Arrange the rows below as a two-column CSV headed label_text and points. Put each labeling line in label_text and all of its points together in points, with every field quoted, line breaks turned into spaces, and the pictures left out.

━━━━━━━━━━━━━━━━━━━━━━━━━━━━━━

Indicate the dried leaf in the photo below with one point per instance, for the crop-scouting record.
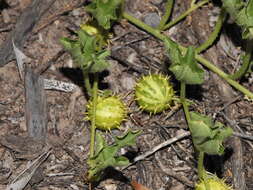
(138, 186)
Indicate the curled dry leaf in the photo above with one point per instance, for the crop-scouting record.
(138, 186)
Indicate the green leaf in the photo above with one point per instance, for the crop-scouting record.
(185, 68)
(86, 52)
(242, 12)
(105, 11)
(106, 155)
(208, 136)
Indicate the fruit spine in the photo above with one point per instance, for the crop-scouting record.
(154, 93)
(110, 112)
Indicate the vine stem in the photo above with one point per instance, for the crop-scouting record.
(185, 14)
(201, 169)
(199, 58)
(165, 17)
(93, 120)
(246, 61)
(87, 83)
(183, 101)
(214, 34)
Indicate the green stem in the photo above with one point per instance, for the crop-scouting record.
(246, 61)
(214, 34)
(93, 120)
(199, 58)
(165, 17)
(87, 83)
(201, 169)
(185, 14)
(183, 101)
(225, 76)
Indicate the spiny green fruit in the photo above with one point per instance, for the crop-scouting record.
(213, 183)
(110, 112)
(154, 93)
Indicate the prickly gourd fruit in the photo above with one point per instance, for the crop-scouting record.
(154, 93)
(110, 112)
(213, 183)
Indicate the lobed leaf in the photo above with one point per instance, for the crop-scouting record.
(208, 136)
(185, 68)
(105, 11)
(106, 154)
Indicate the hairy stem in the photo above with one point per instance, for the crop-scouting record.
(214, 34)
(199, 58)
(166, 16)
(201, 169)
(87, 83)
(246, 61)
(185, 14)
(183, 101)
(93, 120)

━━━━━━━━━━━━━━━━━━━━━━━━━━━━━━

Solution to the problem |
label_text,points
"Indicate the dried leaf in the photo below with one point per instance, for the crop-scouting record.","(138, 186)"
"Indicate the curled dry leaf in the photo above with one point per instance, for the crop-scouting record.","(138, 186)"
"Indicate the green leaf in the photo above with one point per instance, for the crop-scouting record.","(185, 68) (86, 52) (242, 12) (105, 11) (106, 155) (208, 136)"
"Indicate the fruit spine in the photo above with one point per instance, for the crop-scouting record.","(154, 93) (110, 112)"
"Indicate the vine stem in the photo above with one point per instance, for the crop-scouting record.","(185, 14) (201, 169) (199, 58) (165, 17) (93, 120) (246, 61) (87, 83) (183, 101) (214, 34)"
"Indicate the green stem in the photo above with one point per instance, for the crop-scouting record.","(246, 61) (214, 34) (93, 120) (199, 58) (165, 17) (87, 83) (201, 169) (185, 14) (183, 101) (225, 76)"
"Indicate the spiny green fruit in the photo above with one point per instance, for the crop-scouting record.","(213, 183) (110, 112) (154, 93)"
"Indicate the prickly gourd fruit in the photo above with one point per instance, for the crop-scouting record.","(154, 93) (110, 112) (213, 183)"
"Indicate the lobed leaf in the photo above with one point per instance, for the crop-scouting record.","(208, 136) (185, 68) (105, 11) (106, 154)"
"Indicate the hairy stem in the photo above with one point per instance, for the crop-scouting record.","(214, 34) (199, 58) (166, 16) (201, 169) (87, 83) (246, 61) (185, 14) (183, 101) (93, 120)"